Activity: Pictures should not appear in the copy; the records themselves must be written out exactly.

Records supplied:

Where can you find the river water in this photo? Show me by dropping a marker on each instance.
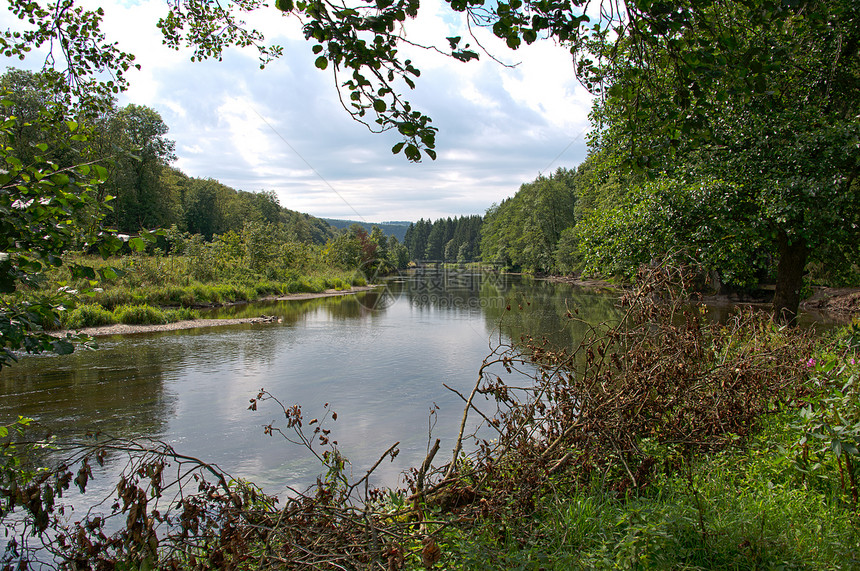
(379, 360)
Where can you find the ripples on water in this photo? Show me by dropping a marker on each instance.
(380, 369)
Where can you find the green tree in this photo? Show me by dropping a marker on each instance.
(135, 141)
(46, 211)
(770, 109)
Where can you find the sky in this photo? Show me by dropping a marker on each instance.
(283, 128)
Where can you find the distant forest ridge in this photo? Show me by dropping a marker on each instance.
(395, 228)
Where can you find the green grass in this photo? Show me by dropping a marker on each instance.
(758, 513)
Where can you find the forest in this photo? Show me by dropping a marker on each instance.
(723, 154)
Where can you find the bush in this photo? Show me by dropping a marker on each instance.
(90, 315)
(140, 315)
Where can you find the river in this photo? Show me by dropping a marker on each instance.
(379, 360)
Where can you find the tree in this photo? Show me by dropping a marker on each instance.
(135, 141)
(46, 211)
(669, 72)
(771, 112)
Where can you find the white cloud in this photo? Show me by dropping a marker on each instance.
(284, 129)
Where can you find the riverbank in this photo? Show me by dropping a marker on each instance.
(838, 302)
(124, 329)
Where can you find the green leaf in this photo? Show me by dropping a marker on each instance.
(137, 244)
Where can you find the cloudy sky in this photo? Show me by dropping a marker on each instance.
(283, 129)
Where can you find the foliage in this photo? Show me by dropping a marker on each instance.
(707, 223)
(664, 441)
(445, 239)
(830, 419)
(46, 210)
(523, 231)
(715, 100)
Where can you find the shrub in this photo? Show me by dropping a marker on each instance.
(89, 315)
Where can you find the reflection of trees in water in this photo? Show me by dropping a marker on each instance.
(296, 311)
(118, 390)
(539, 308)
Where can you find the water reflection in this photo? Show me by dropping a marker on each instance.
(378, 358)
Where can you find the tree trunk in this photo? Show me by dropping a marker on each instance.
(789, 279)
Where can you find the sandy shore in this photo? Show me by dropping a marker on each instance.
(122, 329)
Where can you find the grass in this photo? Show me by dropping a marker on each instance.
(95, 315)
(167, 282)
(757, 512)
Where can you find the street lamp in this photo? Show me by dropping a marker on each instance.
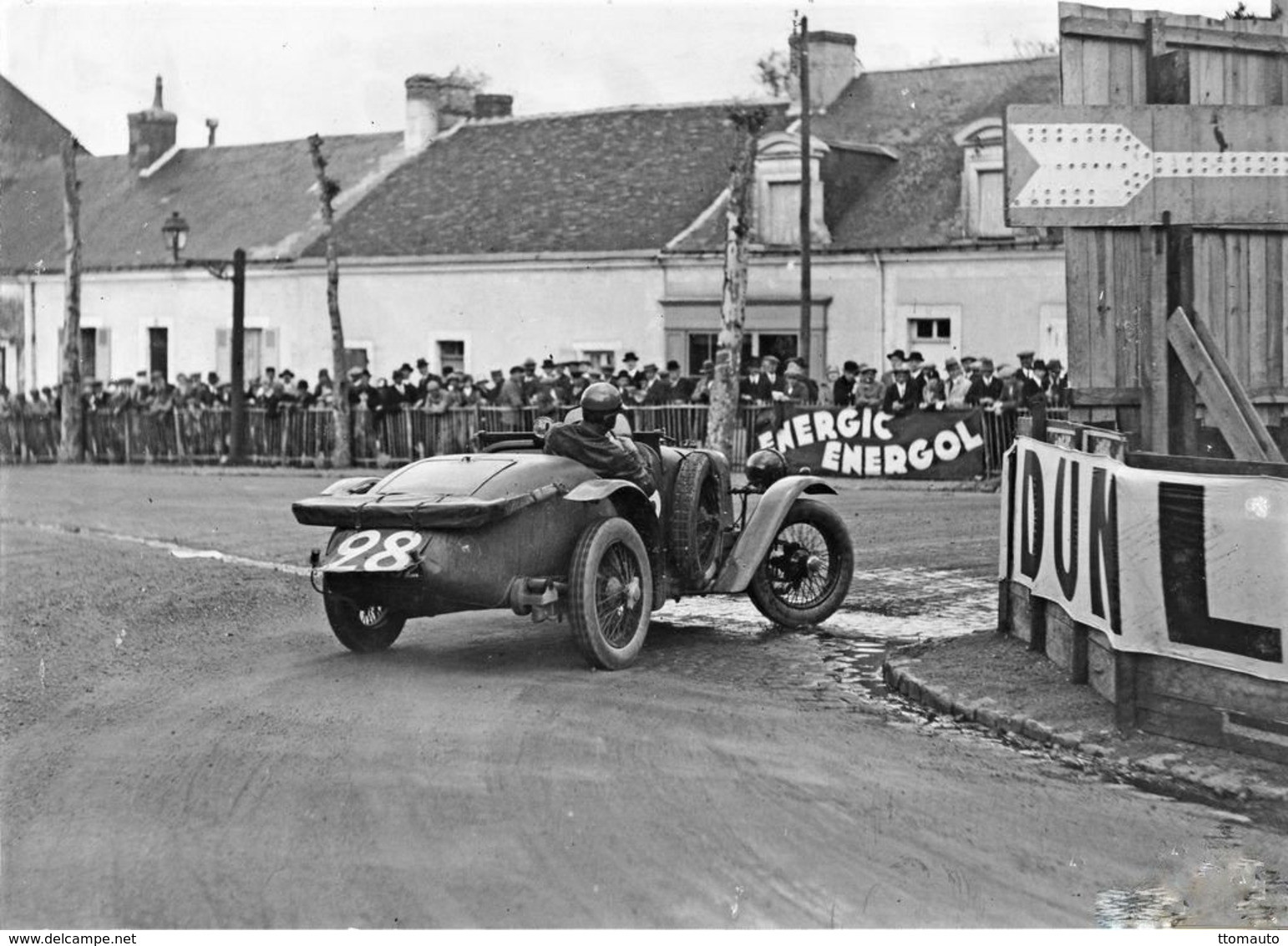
(175, 233)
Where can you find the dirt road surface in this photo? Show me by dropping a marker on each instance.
(187, 746)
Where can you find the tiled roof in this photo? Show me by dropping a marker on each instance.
(261, 197)
(915, 201)
(612, 180)
(28, 132)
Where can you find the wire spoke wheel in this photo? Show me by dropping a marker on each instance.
(610, 593)
(696, 525)
(799, 566)
(808, 570)
(363, 628)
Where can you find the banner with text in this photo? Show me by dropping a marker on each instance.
(1181, 565)
(865, 442)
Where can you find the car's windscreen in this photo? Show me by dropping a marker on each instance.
(451, 476)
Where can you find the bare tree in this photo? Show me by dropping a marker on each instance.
(327, 190)
(73, 446)
(773, 73)
(723, 416)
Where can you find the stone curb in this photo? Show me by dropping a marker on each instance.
(1220, 782)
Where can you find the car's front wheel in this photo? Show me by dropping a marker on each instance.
(610, 593)
(363, 629)
(807, 572)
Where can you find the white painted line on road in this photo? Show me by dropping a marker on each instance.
(173, 548)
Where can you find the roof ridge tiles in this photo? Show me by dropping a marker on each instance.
(613, 109)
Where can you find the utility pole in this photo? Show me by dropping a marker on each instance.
(723, 415)
(73, 446)
(327, 190)
(807, 187)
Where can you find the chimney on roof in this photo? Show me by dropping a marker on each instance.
(832, 66)
(489, 106)
(434, 104)
(152, 132)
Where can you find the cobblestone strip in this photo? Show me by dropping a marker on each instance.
(1217, 782)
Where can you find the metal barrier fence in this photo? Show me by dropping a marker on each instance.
(307, 437)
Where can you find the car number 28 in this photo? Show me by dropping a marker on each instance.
(373, 549)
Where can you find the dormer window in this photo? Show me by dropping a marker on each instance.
(778, 191)
(983, 180)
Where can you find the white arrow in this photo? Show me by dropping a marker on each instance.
(1105, 165)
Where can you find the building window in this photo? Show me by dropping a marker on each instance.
(783, 214)
(983, 180)
(931, 329)
(755, 346)
(601, 359)
(451, 354)
(992, 200)
(159, 352)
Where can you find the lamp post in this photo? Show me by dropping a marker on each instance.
(175, 233)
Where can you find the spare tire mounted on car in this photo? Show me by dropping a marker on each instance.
(696, 531)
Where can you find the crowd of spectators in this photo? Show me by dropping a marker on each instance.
(907, 384)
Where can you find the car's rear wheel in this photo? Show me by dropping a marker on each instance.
(610, 593)
(807, 572)
(363, 629)
(694, 531)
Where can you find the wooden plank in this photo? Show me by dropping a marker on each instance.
(1176, 36)
(1235, 348)
(1221, 402)
(1154, 323)
(1104, 321)
(1078, 245)
(1167, 463)
(1207, 78)
(1105, 397)
(1259, 321)
(1119, 89)
(1283, 303)
(1116, 165)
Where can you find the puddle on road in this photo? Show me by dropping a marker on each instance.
(1223, 889)
(885, 608)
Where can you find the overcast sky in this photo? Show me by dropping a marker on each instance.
(272, 71)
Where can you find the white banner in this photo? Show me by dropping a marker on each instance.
(1183, 565)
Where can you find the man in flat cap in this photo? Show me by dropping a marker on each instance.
(900, 397)
(986, 389)
(843, 388)
(869, 392)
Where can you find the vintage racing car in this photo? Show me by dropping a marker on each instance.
(510, 527)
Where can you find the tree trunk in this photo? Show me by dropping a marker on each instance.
(327, 190)
(723, 416)
(73, 446)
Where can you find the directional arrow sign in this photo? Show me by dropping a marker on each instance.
(1126, 165)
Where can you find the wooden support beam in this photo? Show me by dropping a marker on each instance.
(1175, 36)
(1105, 397)
(1223, 394)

Solution to this task:
Where can you find the river water in this photo? Show me by dropping a marker on each instance.
(379, 360)
Where can you find the ripples on water in this photo? Show me by dropping a marker on each instance.
(380, 369)
Where can you find the green tree in this photo? Show me by dropping a marker on each instance.
(135, 141)
(46, 211)
(770, 109)
Where can you find the sky in this photo? Show me by dropping a marker on each instance.
(283, 128)
Where can you find the distant forest ridge in this photo? Show me by dropping a marker on each instance.
(395, 228)
Where can you find the green grass in this photo? Show me by dropping a marker on each instance.
(758, 513)
Where can you find the forest in this photo? Show me by dropping a marker on each instance.
(723, 154)
Where can you find the bush in this photo? Show me by dropping a marker on each instance.
(90, 315)
(140, 315)
Where can you find the river in this photo? Show me by dropping a marker on each instance.
(379, 360)
Where can you find the tree in this photo? Show me by dropping a marker on each instance.
(135, 141)
(46, 211)
(669, 72)
(771, 112)
Where can you find the white cloud in this photo? Show me by dropping a marker on each instance.
(284, 129)
Where can you find the riverbank in this photo? Show me by dropping a marker on each instance.
(838, 302)
(124, 329)
Where can you find the green leaf in this photo? Show me by dropping a marker on each instance.
(137, 244)
Where can you find the cloudy sky in this photo? Show me by dropping a marker on each instance.
(283, 129)
Where can you find the foliage in this photo? Show me by dropping a marker on each instance.
(707, 223)
(664, 441)
(445, 239)
(830, 419)
(46, 210)
(523, 231)
(715, 100)
Where can you find the shrub in this photo? Show me by dropping a marker on each instance.
(89, 315)
Where can you find the reflection of trees in water in this photo? Show me by dropping a marker on each instance.
(296, 311)
(118, 390)
(539, 308)
Where can you find the water reflection in this photo? Show me by dropping a marker on each instance.
(378, 358)
Where can you find the tree trunk in this photo? Show me by dropping a marker on each instance.
(789, 279)
Where can you find the sandy shore in this photo? Show me by dropping a marker on each instance.
(122, 329)
Where can you find the grass in this photo? Show me by dropping a marker on each instance.
(95, 315)
(167, 282)
(757, 512)
Where can you find the street lamp in this photo? Show me by dropping a marker on each instance.
(175, 233)
Where can you find the dirt road surface in this photo? Show me by dropping a marker on each instance.
(187, 746)
Where can you find the tiled roof in this photo? Show me by dropping a marker on each instance.
(261, 197)
(915, 201)
(612, 180)
(28, 132)
Where can you find the wire spoke wheel in this photo? Show me by dropping a marker on each instance.
(610, 593)
(696, 525)
(799, 566)
(808, 570)
(363, 628)
Where can you find the banner with text in this photo? Show me by dropping a marker on each instance.
(1181, 565)
(865, 442)
Where can you find the car's windscreen in this photo? Show me by dropping a marker on each instance.
(451, 476)
Where can you find the bare tree in this photo? Show me by dropping a marker on each instance.
(327, 190)
(73, 446)
(773, 73)
(723, 416)
Where can you find the stone curb in this photo? Show me by dropping a marker on each instance.
(1220, 782)
Where can you find the car's front wheel in this photo? Show me by dropping a marker on each instance.
(610, 593)
(363, 629)
(807, 572)
Where can you find the white painted line on road in this photo? Show me by dropping a marker on each instance.
(173, 548)
Where can you find the roof ridge tiles in this photo? Show me by dropping a marker on each instance.
(613, 109)
Where can you find the utility pole in this photo? Show me by dropping a marker on each instance.
(723, 415)
(73, 446)
(327, 190)
(807, 187)
Where can you find the chimney on roof in this photo? Show me by dropping a marker on each instance.
(832, 66)
(489, 106)
(434, 104)
(152, 132)
Where can you find the cobblestone strip in this photo? Show me by dropping a marker on each instance.
(1217, 782)
Where can you find the metal barrier fence in this photo? Show me by dropping a marker on each instance.
(307, 437)
Where can you find the car number 28 in this photo? Show me by dropping a marker on each instance.
(373, 549)
Where can you find the dormer window in this photo? Show me by dropping a marker on each instance.
(778, 191)
(983, 180)
Where can you find the white arrow in this photo? Show me by dropping a marker on each instance.
(1105, 165)
Where can you find the building window in this photo? Show me by dropping a marker on each instance.
(783, 214)
(983, 180)
(931, 329)
(755, 346)
(601, 359)
(451, 354)
(992, 200)
(159, 352)
Where can you find the lamp post in this photo? Show me by dropping a marker on each instance.
(175, 233)
Where can you find the spare tire mounted on car in this photo? Show me by dropping a marker on each instance.
(696, 531)
Where can you find the crowd of spectators in this photo? Show me by dropping a marker on each instance.
(907, 384)
Where can you find the car's rear wheel in this photo? Show me by dropping a marker on each instance.
(610, 593)
(807, 572)
(363, 629)
(694, 531)
Where can you find the wooden plank in this photo? Show me by dropping a marker on each instance.
(1176, 36)
(1235, 348)
(1221, 402)
(1154, 323)
(1104, 321)
(1078, 245)
(1167, 463)
(1207, 78)
(1105, 397)
(1259, 321)
(1119, 89)
(1283, 303)
(1116, 165)
Where can you find the puddle on road in this photo? Show me by dropping a marker on each instance.
(1223, 889)
(885, 608)
Where can you find the overcast sky in this photo? Show me by dropping a marker on each instance.
(272, 71)
Where can you find the white banner in this photo? Show me by dropping a marker on each instance.
(1183, 565)
Where can you find the man in flat cap in this photo? Show me by dropping a marker on each instance.
(900, 397)
(986, 389)
(843, 388)
(869, 392)
Where can you find the vintage racing car in this photo? Show me by dropping a marker on each instance.
(510, 527)
Where can you find the tree trunk in this photo? Show me by dropping a marker on each instance.
(327, 190)
(723, 416)
(73, 446)
Where can you find the directional arrow sign in this photo? Show me by dropping a marker on each instance.
(1126, 165)
Where can you find the wooden support beam in this photo? Show me by dropping a marker on each instance.
(1175, 36)
(1105, 397)
(1223, 394)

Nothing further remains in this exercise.